→ Exercise brief
Locate the line that contains "indicate the hand". Reproduce it and all following lines up to the end of the material, exactly and with nothing added.
- - -
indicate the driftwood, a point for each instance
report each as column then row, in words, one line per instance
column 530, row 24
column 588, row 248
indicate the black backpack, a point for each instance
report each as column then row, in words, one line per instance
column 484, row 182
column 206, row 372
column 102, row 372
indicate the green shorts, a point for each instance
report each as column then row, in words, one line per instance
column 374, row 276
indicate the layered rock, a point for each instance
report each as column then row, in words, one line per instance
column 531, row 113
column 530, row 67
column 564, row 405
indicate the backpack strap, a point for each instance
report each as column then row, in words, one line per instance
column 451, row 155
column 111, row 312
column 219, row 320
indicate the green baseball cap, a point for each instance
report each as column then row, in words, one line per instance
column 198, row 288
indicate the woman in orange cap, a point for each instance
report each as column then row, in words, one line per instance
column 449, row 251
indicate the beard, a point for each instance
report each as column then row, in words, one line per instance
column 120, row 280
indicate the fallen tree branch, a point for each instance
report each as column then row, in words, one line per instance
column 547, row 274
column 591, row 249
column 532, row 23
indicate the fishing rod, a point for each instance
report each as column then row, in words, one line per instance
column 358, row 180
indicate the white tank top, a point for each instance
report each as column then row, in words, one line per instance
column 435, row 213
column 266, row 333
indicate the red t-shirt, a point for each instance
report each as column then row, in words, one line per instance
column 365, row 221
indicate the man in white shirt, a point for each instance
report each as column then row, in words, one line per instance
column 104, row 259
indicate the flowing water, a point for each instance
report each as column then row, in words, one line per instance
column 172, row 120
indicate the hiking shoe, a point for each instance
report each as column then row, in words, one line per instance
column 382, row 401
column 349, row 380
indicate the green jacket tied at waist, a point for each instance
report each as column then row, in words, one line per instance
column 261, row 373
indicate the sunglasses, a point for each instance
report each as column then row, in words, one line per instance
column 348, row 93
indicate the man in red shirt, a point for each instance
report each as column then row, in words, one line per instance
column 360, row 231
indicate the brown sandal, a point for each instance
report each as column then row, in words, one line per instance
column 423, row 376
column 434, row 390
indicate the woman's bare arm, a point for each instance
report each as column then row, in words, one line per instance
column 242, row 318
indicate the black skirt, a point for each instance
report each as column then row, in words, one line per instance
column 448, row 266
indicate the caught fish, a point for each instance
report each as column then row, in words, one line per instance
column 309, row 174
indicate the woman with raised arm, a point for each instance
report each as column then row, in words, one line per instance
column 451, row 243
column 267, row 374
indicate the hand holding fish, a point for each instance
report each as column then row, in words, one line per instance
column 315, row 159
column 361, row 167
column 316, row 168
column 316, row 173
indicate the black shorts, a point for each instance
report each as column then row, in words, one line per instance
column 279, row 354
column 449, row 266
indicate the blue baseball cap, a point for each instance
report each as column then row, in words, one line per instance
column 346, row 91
- - -
→ Response for this exercise
indicate the hand holding fish, a point for each instance
report each as column then row, in words, one line per instance
column 315, row 159
column 361, row 167
column 316, row 168
column 316, row 173
indicate the black shorts, a point for each instance
report each as column then row, in words, one line per instance
column 279, row 354
column 449, row 266
indicate the blue baseball cap, a point for each instance
report each as column then row, in words, one line per instance
column 346, row 91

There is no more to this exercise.